[Referring expression pointing data]
***
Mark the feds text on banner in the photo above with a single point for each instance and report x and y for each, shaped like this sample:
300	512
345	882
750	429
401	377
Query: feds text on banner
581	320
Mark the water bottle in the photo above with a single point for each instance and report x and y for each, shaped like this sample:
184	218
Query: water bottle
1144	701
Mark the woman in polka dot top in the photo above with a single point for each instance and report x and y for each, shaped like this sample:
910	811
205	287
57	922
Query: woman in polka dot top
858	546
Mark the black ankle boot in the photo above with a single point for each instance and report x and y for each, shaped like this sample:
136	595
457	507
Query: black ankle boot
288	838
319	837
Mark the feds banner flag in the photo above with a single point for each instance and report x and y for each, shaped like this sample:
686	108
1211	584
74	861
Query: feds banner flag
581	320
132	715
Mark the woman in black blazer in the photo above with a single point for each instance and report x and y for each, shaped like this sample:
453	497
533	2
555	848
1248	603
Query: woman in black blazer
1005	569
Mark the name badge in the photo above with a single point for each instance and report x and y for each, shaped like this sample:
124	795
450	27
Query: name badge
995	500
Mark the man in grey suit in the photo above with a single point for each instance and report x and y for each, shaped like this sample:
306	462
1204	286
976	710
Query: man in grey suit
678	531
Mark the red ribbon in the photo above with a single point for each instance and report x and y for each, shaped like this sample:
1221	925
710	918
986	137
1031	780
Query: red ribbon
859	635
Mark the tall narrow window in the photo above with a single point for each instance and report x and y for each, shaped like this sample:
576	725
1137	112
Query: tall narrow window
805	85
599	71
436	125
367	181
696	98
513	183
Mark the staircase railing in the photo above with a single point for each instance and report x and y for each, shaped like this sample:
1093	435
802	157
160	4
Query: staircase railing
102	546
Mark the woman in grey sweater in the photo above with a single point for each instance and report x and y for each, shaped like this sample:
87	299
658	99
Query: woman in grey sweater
***
Reproduce the records above in their entirety, unchanged.

## Answer box
Mark the feds text on banner in the photo above with a single point for each instance and report x and y for each, shaped like this sample:
300	512
345	882
750	429
401	377
Query: feds text on banner
581	320
Mark the water bottle in the photo above with a single point for each instance and report x and y for each, shaped like this sample:
184	218
Query: water bottle
1144	701
Mark the woman in polka dot top in the photo above with a single point for each instance and report x and y for each, shaped like this sample:
910	811
205	287
57	922
Query: woman in polka dot top
858	546
Mark the black ankle boot in the photo above with a single point for each instance and report x and y for each, shaped like this sample:
136	595
457	507
Query: black ankle boot
288	838
319	837
Mark the feds banner flag in the photo above with a single point for each instance and report x and y for each, shaped like this sample:
686	108
1211	584
74	861
Query: feds banner flag
581	320
132	715
Mark the woman in black blazer in the photo above with a single point for each instance and report x and y for each, shaped like this sample:
453	497
533	2
555	848
1248	603
Query: woman in black blazer
1005	569
Mark the name badge in the photo above with a single point for each instance and report x and y for each, shaped like this sample:
124	795
450	27
Query: name badge
995	500
Mark the man in grey suit in the photo above with a single point for each instance and report x and y for each, shaped like this sample:
306	462
1204	286
976	710
Query: man in grey suit
678	531
Mark the red ribbon in the photo above with a single point for each instance and report x and y for each, shaped like this sample:
1221	925
710	918
986	137
1031	780
Query: red ribbon
859	635
Mark the tall narrow window in the photo above with a single point for each instance and report x and y for each, shaped like this sample:
576	725
1137	112
Query: tall narrow window
805	85
599	71
436	125
367	181
696	98
513	183
Mark the staircase railing in the photo above with a single point for each instance and report x and y for each, shaped like this sample:
1093	435
802	157
160	4
Query: staircase railing
102	546
Mark the woman in grey sweater in the photo above with a single point for each instance and report x and y for each, shaped like this sample:
87	299
658	99
Query: woman in grey sweater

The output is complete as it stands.